I Had a ‘Real World’ Experience Just This Morning

It was clearly outside the ‘academic world,’ which is the definition of ‘real world,’ as I am not an academic and haven’t even really been near one since my school days. Disclaimer: I do edit work by university professors from time to time when they try to worm their way into professional journals, so I confess to a nodding-acquaintance with the academic world.

But not this morning.

This morning my experience was clearly real world

It happened at our modest country cottage, some forty miles north of Prague, while I was walking Tenny, our Labrador. As we each meandered down the gravel road, lost in our own thoughts—hers motivated by a nose that knows all truths and mine by the pleasure of a sunny morning—my attention was attracted by a dove on the powerline.

It cocked its head in my direction and cooed rather intimately. I returned the compliment in human language, commenting on how lovely it was and how it had measurably improved my attitude toward the world in general but, specifically, in a real world sort of way.

All of which begs several questions: is it possible to have an experience that is not real world? And, if so, is that possibility so rare that using the phrase ‘real world experience’ is redundant? And how come academics get off the hook?

It’s hard to get more real world than a bird on a wire

And I might not have thought much further about this had it not been for an article in my morning perusal of the news that caught my eye and likened my bird on a wire to an international shortage of computer chips.

(CNBC) The global chip shortage is starting to have major real-world consequences. The severity of the global chip shortage has gone up a notch over the last few weeks and it’s now looking as though millions of people will be impacted. As technology has advanced, semiconductor chips have spread from computers and cars to toothbrushes and tumble dryers — they now lurk beneath the hood of a surprising number of products.

By comparison, my dove was quite clearly a minor consequence. As a matter of fact, in my particular case the somewhat limited dove conversation was far more of an event for me. It all comes down to predictability.

Everyone with a brain saw the supply-chain breaking

Not to put too sharp a point on it, but what could the manufacturing world (surely a part of the real world) possibly have had in mind when it came to rely on flexible sequencing? The premise is, that by getting the precise part available at the precise moment in the manufacturing process, a blue door handle will be elegantly available for a blue door.

### EXERCISE REQUIREMENTS
• 1. Transcribe the stretch of the post from "It cocked its" through "sort of way.".
• 2. According to the post, where is the cottage in relation to Prague?

### INFORMATION SUPPLIED
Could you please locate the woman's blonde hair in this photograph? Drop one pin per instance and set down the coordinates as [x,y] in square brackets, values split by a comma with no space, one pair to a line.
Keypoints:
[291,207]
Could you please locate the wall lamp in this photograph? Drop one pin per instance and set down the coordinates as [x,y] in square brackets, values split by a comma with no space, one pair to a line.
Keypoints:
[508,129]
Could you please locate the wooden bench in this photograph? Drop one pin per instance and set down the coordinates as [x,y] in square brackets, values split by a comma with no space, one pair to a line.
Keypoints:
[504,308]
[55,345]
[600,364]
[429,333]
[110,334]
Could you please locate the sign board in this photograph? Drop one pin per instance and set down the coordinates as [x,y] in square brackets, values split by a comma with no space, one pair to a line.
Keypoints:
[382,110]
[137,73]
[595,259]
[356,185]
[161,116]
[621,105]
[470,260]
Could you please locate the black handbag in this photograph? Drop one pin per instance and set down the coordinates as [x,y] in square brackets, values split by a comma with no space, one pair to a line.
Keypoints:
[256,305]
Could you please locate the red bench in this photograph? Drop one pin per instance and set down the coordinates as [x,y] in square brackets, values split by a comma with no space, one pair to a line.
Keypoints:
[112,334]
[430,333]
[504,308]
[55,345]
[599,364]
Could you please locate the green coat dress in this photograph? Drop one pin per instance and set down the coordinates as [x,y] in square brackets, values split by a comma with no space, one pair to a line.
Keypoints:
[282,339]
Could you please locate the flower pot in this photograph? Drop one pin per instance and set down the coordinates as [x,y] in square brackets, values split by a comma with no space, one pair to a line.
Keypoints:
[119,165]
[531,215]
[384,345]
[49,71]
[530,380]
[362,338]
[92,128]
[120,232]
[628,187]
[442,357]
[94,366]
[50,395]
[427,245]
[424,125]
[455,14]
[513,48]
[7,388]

### WORKED ANSWERS
• 1.
It cocked its head in my direction and cooed rather intimately. I returned the compliment in human language, commenting on how lovely it was and how it had measurably improved my attitude toward the world in general but, specifically, in a real world sort of way.

• 2. Some forty miles north of Prague.